Write the next part of the report on Bollywood actors promoting their films at The Venetian, starting right after its final sentence.

▶ **Text provided**

--- start ---

A Chinese television crew, waiting to interview Bachchan, is advised that one of its pre-submitted questions, what do you hope to achieve with your blog?, should be changed; Mr Bachchan doesn't like the word "achieve". After some baffled debate, the question is rejigged to what's the idea behind your blog? "I guess he thinks he doesn't have to achieve anything more," remarks a bystander. At the other end of the achievement spectrum, the model Anushka Sharma, aged 21, tells a room crammed with photographers "I'm very comfortable to be myself." Asked if she found her single film, Rab Ne Bana Di Jodi, which co-starred Shah Rukh Khan, difficult, she replies with the calm indifference of successful youth, "Why difficult? If you can act, you can act."
In an adjacent room, Sonam Kapoor, Anil's daughter, discusses her new film, Delhi 6, co-starring Abhishek Bachchan, in which she dances with a pigeon in her hair. "Actually, there were two of them," she says cheerfully. "Twins, like Mary-Kate and Ashley. One was supposed to stay on my shoulder but it wouldn't leave my head." Of the Hollywood Reporter, she says, "It is quite important, I think. Not for me, but any Indian on a world platform is a nice thing. I don't believe in Hollywood, Bollywood, Tollywood - it's world cinema."
In the twilight zone of The Venetian's ballrooms, two forthcoming releases are being promoted. David Dhawan's comedy Do Knot Disturb has the distinction of starring a brace of Miss Universes - Sen and Lara Dutta - and of being partly filmed in Abu Dhabi. "The people are very lovely," says Dutta. "In all probability we'll go back." Next door, Mugdha Godse, who plays Neil Nitin Mukesh's loyal girlfriend in the drama Jail, says helplessly, "Good evening, good afternoon - is it good morning?"

--- end ---

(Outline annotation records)
--- start ---

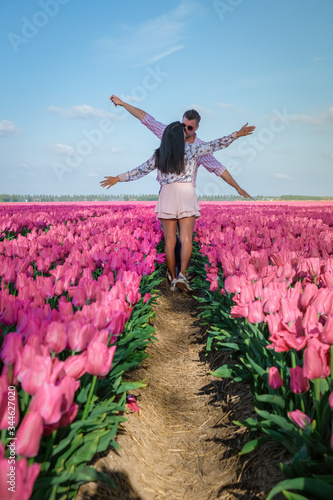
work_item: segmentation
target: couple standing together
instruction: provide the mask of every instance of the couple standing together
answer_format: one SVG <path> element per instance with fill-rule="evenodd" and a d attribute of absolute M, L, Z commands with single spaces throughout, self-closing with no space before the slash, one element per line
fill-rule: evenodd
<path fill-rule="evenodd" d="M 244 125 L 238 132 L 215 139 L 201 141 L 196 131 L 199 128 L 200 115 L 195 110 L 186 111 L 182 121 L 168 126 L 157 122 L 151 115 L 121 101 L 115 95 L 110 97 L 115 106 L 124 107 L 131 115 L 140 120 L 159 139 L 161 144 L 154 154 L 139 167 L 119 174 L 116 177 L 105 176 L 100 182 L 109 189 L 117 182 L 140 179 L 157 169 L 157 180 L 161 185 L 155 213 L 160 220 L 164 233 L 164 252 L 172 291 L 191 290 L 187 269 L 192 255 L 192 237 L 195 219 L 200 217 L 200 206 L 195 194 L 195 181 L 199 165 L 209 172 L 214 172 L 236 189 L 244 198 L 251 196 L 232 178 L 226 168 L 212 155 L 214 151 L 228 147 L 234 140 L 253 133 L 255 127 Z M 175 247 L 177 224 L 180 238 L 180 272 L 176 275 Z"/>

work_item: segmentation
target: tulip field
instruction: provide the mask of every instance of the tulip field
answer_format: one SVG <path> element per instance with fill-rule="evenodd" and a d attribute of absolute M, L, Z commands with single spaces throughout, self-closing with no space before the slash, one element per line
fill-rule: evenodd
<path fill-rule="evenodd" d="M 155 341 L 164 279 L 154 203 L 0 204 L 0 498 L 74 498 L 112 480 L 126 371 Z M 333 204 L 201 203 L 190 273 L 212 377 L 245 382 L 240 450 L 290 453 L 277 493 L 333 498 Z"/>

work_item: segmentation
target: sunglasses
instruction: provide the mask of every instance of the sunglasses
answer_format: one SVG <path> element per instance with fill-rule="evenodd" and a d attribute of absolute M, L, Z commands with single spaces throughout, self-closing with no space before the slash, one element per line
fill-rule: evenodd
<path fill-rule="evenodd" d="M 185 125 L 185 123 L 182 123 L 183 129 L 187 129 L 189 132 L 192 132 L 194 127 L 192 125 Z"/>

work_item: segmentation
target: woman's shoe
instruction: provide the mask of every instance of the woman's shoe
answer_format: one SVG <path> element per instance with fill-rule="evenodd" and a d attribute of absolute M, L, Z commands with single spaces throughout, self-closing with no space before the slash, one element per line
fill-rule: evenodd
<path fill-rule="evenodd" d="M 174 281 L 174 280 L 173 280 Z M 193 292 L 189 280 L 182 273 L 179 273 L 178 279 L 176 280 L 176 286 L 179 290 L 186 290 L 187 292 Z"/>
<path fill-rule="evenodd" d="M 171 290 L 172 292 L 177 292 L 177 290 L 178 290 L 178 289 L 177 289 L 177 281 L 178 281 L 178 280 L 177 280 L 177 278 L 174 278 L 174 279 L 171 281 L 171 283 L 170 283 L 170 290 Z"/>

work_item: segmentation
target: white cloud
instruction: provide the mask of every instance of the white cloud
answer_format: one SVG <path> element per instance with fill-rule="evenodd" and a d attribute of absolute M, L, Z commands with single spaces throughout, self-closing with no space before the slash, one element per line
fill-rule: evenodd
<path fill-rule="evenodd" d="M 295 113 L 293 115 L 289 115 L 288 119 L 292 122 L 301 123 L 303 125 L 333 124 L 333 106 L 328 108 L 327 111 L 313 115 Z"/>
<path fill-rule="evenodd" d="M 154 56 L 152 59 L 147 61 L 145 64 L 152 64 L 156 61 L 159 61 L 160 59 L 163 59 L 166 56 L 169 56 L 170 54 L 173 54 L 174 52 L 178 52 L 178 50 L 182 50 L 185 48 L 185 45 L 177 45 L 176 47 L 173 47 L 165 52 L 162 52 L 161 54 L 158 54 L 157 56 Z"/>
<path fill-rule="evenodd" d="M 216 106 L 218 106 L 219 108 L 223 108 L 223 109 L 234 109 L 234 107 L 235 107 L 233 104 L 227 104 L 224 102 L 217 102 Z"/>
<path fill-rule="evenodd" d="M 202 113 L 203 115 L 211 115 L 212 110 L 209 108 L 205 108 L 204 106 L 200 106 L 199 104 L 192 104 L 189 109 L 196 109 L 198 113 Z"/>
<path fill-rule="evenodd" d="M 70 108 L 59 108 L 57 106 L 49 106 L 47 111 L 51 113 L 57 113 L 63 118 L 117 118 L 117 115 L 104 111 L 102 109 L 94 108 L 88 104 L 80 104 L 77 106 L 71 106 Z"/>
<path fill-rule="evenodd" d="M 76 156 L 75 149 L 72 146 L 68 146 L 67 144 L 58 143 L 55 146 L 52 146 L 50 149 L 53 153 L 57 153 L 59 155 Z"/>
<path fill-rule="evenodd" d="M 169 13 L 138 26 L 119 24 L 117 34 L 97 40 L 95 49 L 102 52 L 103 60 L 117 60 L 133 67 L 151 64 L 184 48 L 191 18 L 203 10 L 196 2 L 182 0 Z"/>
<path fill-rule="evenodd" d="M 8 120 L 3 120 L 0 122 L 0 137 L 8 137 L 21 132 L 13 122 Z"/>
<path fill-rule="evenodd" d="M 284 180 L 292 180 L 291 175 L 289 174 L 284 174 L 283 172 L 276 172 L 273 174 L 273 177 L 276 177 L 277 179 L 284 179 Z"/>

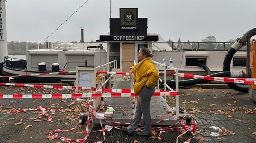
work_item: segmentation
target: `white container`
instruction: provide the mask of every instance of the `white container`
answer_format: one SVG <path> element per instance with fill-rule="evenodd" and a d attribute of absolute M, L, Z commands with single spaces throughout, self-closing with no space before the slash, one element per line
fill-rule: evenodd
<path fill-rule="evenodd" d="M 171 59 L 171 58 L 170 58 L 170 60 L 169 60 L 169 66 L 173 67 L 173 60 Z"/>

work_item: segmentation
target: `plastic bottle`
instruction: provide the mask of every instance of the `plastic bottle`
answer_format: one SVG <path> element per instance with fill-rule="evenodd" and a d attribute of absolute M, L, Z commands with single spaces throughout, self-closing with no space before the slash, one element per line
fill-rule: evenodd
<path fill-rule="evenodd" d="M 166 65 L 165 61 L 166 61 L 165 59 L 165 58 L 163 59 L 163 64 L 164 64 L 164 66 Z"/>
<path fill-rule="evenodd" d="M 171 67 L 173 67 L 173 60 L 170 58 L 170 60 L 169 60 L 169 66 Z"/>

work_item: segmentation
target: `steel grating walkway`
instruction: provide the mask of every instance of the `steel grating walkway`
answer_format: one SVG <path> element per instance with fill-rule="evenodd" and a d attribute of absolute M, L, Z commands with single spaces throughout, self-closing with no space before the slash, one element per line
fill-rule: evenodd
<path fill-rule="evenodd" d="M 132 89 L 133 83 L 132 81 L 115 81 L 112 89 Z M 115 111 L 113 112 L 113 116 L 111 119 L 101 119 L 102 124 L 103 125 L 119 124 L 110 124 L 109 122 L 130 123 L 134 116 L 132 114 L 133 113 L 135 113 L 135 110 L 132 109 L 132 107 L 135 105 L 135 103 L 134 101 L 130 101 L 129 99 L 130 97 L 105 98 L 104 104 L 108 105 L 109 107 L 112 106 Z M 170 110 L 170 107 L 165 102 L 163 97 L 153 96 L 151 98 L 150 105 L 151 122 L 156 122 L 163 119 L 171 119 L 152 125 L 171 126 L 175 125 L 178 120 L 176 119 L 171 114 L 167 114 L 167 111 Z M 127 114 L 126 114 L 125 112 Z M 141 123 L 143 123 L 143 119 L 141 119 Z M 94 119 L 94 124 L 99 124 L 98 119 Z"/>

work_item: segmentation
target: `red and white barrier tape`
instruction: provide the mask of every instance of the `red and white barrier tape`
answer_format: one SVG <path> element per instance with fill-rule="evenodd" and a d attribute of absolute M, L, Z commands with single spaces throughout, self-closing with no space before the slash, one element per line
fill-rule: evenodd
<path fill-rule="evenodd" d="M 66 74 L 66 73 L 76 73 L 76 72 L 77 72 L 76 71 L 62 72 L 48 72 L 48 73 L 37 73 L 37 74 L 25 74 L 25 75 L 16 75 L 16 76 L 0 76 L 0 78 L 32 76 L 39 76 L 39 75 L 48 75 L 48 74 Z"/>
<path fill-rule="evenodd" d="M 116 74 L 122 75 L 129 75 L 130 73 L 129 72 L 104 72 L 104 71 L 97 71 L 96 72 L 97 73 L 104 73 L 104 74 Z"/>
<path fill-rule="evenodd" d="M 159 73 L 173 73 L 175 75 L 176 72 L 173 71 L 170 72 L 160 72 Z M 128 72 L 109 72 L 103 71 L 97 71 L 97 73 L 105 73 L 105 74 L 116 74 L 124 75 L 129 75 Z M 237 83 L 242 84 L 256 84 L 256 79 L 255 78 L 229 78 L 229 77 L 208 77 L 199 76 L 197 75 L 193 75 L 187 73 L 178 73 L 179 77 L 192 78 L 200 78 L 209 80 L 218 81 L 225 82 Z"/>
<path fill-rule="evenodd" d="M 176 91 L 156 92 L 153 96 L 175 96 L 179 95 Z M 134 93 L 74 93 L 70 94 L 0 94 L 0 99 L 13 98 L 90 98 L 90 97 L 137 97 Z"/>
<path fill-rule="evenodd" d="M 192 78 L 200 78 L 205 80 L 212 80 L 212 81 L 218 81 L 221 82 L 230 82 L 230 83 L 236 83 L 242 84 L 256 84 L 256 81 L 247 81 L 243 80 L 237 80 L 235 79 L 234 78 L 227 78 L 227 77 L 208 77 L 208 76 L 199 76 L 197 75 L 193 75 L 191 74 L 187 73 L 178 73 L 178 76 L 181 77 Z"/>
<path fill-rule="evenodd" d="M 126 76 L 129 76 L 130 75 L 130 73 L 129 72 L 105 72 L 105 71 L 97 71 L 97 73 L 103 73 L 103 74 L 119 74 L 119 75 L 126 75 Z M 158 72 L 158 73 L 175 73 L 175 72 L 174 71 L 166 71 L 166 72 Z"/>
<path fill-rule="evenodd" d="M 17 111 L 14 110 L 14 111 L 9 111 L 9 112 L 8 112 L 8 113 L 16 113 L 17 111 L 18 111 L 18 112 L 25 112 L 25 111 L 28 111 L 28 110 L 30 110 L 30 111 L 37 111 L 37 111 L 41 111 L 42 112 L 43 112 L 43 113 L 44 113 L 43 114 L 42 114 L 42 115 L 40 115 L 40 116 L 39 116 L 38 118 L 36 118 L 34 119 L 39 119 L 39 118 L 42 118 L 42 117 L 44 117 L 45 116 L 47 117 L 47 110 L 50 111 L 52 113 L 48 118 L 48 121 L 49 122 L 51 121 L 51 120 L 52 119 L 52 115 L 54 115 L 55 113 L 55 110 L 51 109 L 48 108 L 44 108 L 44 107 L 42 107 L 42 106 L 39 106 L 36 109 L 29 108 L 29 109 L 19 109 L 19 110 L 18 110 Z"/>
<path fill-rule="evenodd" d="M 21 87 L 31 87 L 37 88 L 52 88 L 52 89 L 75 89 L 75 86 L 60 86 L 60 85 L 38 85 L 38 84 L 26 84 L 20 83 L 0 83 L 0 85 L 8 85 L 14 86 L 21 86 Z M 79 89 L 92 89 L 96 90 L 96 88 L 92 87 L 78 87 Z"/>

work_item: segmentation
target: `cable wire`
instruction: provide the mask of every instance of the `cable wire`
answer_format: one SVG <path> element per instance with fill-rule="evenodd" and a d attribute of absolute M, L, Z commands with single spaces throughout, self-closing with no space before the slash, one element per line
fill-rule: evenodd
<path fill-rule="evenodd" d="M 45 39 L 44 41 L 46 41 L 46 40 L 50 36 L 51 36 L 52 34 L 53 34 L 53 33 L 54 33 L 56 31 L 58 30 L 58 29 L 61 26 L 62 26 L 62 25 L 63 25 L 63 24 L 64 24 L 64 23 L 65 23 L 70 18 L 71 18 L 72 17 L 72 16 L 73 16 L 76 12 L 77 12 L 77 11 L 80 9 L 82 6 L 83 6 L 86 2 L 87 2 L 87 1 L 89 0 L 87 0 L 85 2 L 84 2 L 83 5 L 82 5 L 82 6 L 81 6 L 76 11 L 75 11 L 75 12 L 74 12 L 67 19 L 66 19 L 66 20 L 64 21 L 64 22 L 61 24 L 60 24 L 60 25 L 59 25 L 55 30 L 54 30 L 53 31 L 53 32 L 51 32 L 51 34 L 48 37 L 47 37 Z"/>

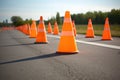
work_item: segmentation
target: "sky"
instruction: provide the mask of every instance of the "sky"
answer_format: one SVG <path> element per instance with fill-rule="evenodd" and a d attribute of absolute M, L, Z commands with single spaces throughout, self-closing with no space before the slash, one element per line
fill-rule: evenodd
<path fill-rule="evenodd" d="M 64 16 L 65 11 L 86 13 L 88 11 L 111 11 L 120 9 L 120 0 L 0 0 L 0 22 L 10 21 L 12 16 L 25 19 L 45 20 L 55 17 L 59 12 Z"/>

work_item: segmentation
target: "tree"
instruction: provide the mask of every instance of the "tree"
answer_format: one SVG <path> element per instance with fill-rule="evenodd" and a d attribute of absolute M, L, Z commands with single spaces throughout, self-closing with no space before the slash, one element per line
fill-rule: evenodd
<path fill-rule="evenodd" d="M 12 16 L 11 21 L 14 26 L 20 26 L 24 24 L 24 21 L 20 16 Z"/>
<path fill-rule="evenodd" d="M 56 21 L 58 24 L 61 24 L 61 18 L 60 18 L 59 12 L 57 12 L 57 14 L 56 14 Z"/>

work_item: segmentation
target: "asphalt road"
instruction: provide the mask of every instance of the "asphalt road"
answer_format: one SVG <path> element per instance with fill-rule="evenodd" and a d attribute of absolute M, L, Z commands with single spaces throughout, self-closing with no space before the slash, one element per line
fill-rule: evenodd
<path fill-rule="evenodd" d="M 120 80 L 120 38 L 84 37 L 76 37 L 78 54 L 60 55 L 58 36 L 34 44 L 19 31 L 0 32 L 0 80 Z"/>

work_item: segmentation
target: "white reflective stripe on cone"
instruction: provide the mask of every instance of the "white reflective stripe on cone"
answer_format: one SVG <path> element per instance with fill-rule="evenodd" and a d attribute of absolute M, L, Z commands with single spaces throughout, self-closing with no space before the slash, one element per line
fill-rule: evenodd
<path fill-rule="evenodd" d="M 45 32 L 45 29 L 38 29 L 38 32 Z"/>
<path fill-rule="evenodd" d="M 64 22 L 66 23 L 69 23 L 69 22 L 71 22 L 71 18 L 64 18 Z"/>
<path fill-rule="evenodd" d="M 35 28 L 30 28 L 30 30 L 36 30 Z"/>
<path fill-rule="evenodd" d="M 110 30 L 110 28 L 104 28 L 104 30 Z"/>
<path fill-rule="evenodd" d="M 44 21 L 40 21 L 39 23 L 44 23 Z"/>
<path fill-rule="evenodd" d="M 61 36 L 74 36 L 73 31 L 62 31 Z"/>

--- end ---

▶ **Output for this task**
Jail's producer, Shailendra Singh, also seems dazed by the incarceration, the aimless hours and the violent pecking order of the event. "No, I'm not crazy about film festivals," he says. "But we're hoping Jail will go international." What has gone international is PeterAndre's presence. There's speculation that he's become tired and emotional in his suite and won't perform at the evening's fashion show, so Britain's News Of The World has dispatched a reporter and a photographer from Hong Kong, an hour's ferry ride away. It's the city where, judging by his tweets, Andre still thinks he's based ("Hi everyone, I'm in Hong Kong getting ready to perform at the IIFA").
The show, co-hosted by Zayed Khan and Sophie Chaudhary, feels eternal (even Bachchan says on his blog the next day that it was "too long") and most of the audience has left by 12.24am - which is when Andre bounces perkily onstage singing, with nice irony, Outta Control. Then he performs his about-to-be-released single, Call The Doctor, and invites textual analysis of the words ("It's much too late, I've got to leave her/Doctor, doctor, this is an emergency"). "Anyone who's into lyrics will understand these lyrics, especially in the UK," he promises. A couple of hundred remaining Bollywood fans, unaware of Andre's domestic drama, clap with weary politeness.
The website of the British tabloid The Mirror bears the mysterious headline, "Peter Andre in singing attack on Katie Price in front of 600 million" ("Five weeks of simmering rage exploded over the Far East last night," the story begins). The IIFA awards gala, and possibly some of the fashion show, will be shown on STAR TV, which does indeed claim 600 million viewers. But it won't be broadcast until July 5. (This, incidentally, along with its oft-mentioned sponsors, is how IIFA turns a profit - about Dh7.3 million, according to India's Business Standard, making it the safest bet in Macau.)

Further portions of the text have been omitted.